● THE RECORDS:
_ _ _ _ _
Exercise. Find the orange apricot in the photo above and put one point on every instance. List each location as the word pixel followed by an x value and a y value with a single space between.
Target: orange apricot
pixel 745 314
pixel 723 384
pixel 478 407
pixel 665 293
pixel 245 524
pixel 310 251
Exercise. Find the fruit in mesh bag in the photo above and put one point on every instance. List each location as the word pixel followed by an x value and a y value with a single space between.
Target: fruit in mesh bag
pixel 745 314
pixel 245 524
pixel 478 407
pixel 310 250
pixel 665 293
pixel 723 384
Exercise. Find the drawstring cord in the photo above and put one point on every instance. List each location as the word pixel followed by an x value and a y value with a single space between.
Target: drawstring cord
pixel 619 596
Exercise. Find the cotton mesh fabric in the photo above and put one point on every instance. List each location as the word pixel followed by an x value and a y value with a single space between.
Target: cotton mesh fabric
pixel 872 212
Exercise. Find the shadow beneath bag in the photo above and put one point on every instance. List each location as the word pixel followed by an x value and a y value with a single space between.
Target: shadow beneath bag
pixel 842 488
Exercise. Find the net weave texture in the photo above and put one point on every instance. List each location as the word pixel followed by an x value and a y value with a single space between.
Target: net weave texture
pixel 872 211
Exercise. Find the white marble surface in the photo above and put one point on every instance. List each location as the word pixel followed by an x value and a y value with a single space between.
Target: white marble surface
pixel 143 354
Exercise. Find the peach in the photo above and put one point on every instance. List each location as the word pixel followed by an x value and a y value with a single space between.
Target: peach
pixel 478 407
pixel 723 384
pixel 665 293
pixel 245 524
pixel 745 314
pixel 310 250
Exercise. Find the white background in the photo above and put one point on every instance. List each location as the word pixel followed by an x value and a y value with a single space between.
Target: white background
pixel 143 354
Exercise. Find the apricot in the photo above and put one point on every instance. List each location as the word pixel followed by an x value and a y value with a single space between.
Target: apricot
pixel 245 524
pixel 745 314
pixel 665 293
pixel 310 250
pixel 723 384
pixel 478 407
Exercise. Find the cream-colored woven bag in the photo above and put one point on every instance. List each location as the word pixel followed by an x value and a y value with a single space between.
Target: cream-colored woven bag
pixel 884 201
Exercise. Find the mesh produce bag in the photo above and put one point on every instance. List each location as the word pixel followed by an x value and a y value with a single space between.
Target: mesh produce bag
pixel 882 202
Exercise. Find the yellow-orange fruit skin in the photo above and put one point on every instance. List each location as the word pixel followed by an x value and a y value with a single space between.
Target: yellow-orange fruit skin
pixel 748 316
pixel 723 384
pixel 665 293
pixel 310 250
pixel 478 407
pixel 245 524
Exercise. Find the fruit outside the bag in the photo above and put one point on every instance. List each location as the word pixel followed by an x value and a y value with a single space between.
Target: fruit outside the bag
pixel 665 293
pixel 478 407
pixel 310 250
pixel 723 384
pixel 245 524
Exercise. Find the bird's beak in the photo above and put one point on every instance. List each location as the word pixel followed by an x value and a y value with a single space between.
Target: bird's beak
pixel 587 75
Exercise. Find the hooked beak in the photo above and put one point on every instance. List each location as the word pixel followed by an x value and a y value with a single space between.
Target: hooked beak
_ _ _ _ _
● REQUIRED WORK:
Give the count, and only the count, of lines in these records that hold the string "hooked".

● EXERCISE SOLUTION:
2